* Begin Material shown *

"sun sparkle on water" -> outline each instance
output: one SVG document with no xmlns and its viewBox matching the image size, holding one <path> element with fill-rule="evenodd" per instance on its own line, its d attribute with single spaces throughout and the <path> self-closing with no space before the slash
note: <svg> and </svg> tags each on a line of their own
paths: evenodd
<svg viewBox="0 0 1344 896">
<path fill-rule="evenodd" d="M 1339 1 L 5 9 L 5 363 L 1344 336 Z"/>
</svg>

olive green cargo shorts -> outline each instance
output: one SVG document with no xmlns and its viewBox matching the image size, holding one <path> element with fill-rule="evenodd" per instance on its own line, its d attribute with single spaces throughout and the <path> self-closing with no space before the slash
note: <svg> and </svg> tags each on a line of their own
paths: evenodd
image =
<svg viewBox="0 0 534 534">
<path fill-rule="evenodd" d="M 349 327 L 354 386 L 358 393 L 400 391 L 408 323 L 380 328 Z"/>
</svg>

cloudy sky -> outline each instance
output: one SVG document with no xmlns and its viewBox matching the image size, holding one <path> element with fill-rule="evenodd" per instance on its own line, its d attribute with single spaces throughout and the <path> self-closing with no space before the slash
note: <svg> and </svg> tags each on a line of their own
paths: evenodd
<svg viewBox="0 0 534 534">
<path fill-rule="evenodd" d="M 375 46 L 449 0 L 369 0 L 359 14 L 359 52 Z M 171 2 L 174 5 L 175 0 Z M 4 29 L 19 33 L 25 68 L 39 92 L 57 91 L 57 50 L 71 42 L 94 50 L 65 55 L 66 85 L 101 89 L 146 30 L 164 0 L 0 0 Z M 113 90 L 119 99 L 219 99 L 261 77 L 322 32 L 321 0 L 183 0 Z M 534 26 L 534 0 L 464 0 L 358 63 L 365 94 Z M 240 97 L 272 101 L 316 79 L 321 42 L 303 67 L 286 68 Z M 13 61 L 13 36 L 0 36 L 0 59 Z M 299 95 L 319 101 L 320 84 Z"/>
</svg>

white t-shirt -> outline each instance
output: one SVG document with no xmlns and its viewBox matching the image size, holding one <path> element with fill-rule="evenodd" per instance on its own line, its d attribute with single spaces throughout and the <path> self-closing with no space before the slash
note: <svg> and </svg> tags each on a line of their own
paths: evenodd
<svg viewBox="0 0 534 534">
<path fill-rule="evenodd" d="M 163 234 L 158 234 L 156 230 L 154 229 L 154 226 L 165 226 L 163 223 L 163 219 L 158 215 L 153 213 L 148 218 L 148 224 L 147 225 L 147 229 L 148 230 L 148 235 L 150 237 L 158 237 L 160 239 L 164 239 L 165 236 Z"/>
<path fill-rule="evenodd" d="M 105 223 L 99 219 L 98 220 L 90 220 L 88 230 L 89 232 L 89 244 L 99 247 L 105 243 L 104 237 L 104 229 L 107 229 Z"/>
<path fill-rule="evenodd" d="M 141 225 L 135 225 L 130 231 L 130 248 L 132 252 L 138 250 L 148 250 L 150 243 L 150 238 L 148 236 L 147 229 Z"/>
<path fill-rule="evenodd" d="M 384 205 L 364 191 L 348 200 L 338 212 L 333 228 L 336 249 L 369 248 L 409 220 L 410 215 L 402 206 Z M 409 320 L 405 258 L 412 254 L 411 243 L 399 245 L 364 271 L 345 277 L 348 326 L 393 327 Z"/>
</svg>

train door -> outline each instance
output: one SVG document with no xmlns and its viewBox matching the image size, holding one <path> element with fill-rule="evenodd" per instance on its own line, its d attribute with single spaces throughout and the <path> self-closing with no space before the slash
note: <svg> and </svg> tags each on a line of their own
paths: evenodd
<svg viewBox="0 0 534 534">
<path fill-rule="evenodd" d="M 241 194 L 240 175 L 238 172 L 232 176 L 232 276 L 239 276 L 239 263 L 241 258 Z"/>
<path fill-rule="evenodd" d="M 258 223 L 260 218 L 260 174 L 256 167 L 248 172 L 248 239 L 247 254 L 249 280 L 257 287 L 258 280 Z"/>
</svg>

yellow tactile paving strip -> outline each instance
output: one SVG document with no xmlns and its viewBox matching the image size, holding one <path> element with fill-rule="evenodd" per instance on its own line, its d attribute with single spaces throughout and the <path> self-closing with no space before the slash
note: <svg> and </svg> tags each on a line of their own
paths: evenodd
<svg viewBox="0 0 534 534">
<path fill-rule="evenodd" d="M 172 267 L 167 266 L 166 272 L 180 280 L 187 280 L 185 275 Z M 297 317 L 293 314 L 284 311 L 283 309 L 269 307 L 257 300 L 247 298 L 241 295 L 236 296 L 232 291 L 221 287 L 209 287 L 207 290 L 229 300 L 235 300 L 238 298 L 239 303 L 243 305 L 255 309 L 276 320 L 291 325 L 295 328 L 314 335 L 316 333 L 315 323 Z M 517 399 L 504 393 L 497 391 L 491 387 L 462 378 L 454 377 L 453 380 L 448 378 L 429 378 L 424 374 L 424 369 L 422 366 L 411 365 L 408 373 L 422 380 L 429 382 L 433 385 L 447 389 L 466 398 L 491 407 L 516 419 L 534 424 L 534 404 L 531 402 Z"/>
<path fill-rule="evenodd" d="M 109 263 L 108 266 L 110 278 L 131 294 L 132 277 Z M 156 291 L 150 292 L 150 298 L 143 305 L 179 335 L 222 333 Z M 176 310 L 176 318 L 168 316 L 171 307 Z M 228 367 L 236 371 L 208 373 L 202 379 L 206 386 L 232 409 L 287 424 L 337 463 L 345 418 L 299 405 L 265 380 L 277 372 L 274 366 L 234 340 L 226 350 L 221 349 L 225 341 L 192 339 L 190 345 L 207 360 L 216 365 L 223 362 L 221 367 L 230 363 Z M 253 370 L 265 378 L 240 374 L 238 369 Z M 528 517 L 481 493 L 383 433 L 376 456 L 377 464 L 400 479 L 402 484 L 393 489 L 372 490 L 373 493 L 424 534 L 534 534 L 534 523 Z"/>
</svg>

* End Material shown *

## [Task brief]
From the data above, extract every line in its exact form.

## [Problem solution]
"sun sparkle on water" -> outline each instance
output: one SVG document with no xmlns and its viewBox matching the image size, holding one <path> element with fill-rule="evenodd" per instance on its own line, its d attribute with single spaces throughout and the <path> self-closing with no space before the slash
note: <svg> and </svg> tags each on a line of their own
paths: evenodd
<svg viewBox="0 0 1344 896">
<path fill-rule="evenodd" d="M 1339 1 L 5 9 L 5 363 L 1344 336 Z"/>
</svg>

olive green cargo shorts -> outline each instance
output: one SVG document with no xmlns and its viewBox matching the image size, holding one <path> element with fill-rule="evenodd" per instance on its own line, its d attribute with single spaces throughout and the <path> self-closing with no space before the slash
note: <svg> and </svg> tags each on a line of their own
paths: evenodd
image =
<svg viewBox="0 0 534 534">
<path fill-rule="evenodd" d="M 349 327 L 354 386 L 358 393 L 400 391 L 408 323 L 380 328 Z"/>
</svg>

cloudy sky -> outline each instance
output: one SVG document with no xmlns and its viewBox matching the image size, holding one <path> element with fill-rule="evenodd" per instance on its own line, its d attribute with single spaces throughout and the <path> self-closing with no space before the slash
note: <svg> and </svg> tags each on a line of their own
paths: evenodd
<svg viewBox="0 0 534 534">
<path fill-rule="evenodd" d="M 375 46 L 449 0 L 369 0 L 359 14 L 359 52 Z M 171 2 L 174 5 L 175 0 Z M 4 29 L 19 33 L 25 68 L 39 92 L 57 91 L 57 50 L 71 42 L 94 50 L 65 55 L 66 85 L 101 89 L 146 30 L 164 0 L 0 0 Z M 113 90 L 119 99 L 219 99 L 261 77 L 322 32 L 321 0 L 183 0 Z M 534 26 L 534 0 L 464 0 L 358 63 L 365 94 Z M 240 97 L 272 101 L 316 79 L 321 42 L 303 67 L 286 68 Z M 13 61 L 13 36 L 0 36 L 0 59 Z M 299 95 L 319 101 L 320 84 Z"/>
</svg>

white t-shirt -> outline each instance
output: one SVG document with no xmlns and its viewBox matching the image size, holding one <path> element with fill-rule="evenodd" per instance on its own line, its d attribute with single spaces throughout and the <path> self-closing with no space before the slash
note: <svg> and </svg> tags each on a line of their own
paths: evenodd
<svg viewBox="0 0 534 534">
<path fill-rule="evenodd" d="M 163 234 L 158 234 L 156 230 L 154 229 L 154 226 L 165 226 L 163 223 L 163 219 L 158 215 L 153 213 L 148 218 L 148 224 L 147 225 L 147 229 L 148 230 L 148 235 L 150 237 L 158 237 L 160 239 L 164 239 L 165 236 Z"/>
<path fill-rule="evenodd" d="M 105 223 L 99 219 L 98 220 L 90 220 L 88 230 L 89 232 L 89 244 L 99 247 L 105 243 L 104 237 L 104 229 L 107 229 Z"/>
<path fill-rule="evenodd" d="M 141 225 L 135 225 L 130 231 L 130 248 L 132 252 L 138 250 L 148 250 L 150 243 L 150 238 L 148 236 L 147 229 Z"/>
<path fill-rule="evenodd" d="M 384 205 L 364 191 L 348 200 L 338 212 L 333 228 L 336 249 L 369 248 L 409 220 L 410 215 L 402 206 Z M 409 320 L 405 258 L 412 254 L 411 243 L 399 245 L 364 271 L 345 277 L 348 326 L 393 327 Z"/>
</svg>

train door -> outline each instance
output: one SVG document with no xmlns and its viewBox matching the image size, holding one <path> element with fill-rule="evenodd" per instance on its own line, its d attribute with single spaces throughout and the <path> self-closing with no space before the slash
note: <svg> and </svg> tags each on a line of their own
paths: evenodd
<svg viewBox="0 0 534 534">
<path fill-rule="evenodd" d="M 241 194 L 240 175 L 238 172 L 232 176 L 232 276 L 239 276 L 239 263 L 241 258 Z"/>
<path fill-rule="evenodd" d="M 258 223 L 260 218 L 260 174 L 256 167 L 248 172 L 248 239 L 247 254 L 249 280 L 257 287 L 258 280 Z"/>
</svg>

yellow tactile paving strip -> outline each instance
output: one SVG document with no xmlns and its viewBox matching the image size, holding one <path> element with fill-rule="evenodd" per instance on its own line, its d attribute with single spaces throughout and the <path> self-closing with no space before the slash
note: <svg> and </svg> tags each on a line of their own
paths: evenodd
<svg viewBox="0 0 534 534">
<path fill-rule="evenodd" d="M 172 267 L 167 266 L 166 272 L 180 280 L 187 280 L 185 275 Z M 297 317 L 293 314 L 284 311 L 283 309 L 269 307 L 257 300 L 247 298 L 241 295 L 236 296 L 232 291 L 221 287 L 209 287 L 207 290 L 229 300 L 235 300 L 238 298 L 239 303 L 243 305 L 255 309 L 276 320 L 291 325 L 295 328 L 314 335 L 316 333 L 315 323 Z M 517 399 L 504 393 L 497 391 L 491 387 L 462 378 L 454 377 L 453 380 L 448 378 L 429 378 L 424 374 L 424 369 L 422 366 L 411 365 L 408 373 L 422 380 L 429 382 L 433 385 L 447 389 L 466 398 L 491 407 L 516 419 L 534 424 L 534 404 L 531 402 Z"/>
<path fill-rule="evenodd" d="M 109 263 L 108 266 L 110 278 L 131 294 L 132 277 Z M 156 291 L 150 292 L 150 298 L 143 305 L 179 335 L 222 333 Z M 176 310 L 176 318 L 168 316 L 171 307 Z M 228 367 L 236 371 L 208 373 L 202 379 L 206 386 L 232 409 L 287 424 L 337 463 L 345 418 L 299 405 L 265 380 L 277 372 L 274 366 L 234 340 L 226 350 L 221 349 L 225 341 L 192 339 L 190 345 L 207 360 L 216 365 L 223 362 L 221 367 L 230 363 Z M 253 370 L 265 378 L 240 374 L 238 369 Z M 528 517 L 481 493 L 383 433 L 376 456 L 377 464 L 400 479 L 402 484 L 393 489 L 372 490 L 373 493 L 424 534 L 534 534 L 534 523 Z"/>
</svg>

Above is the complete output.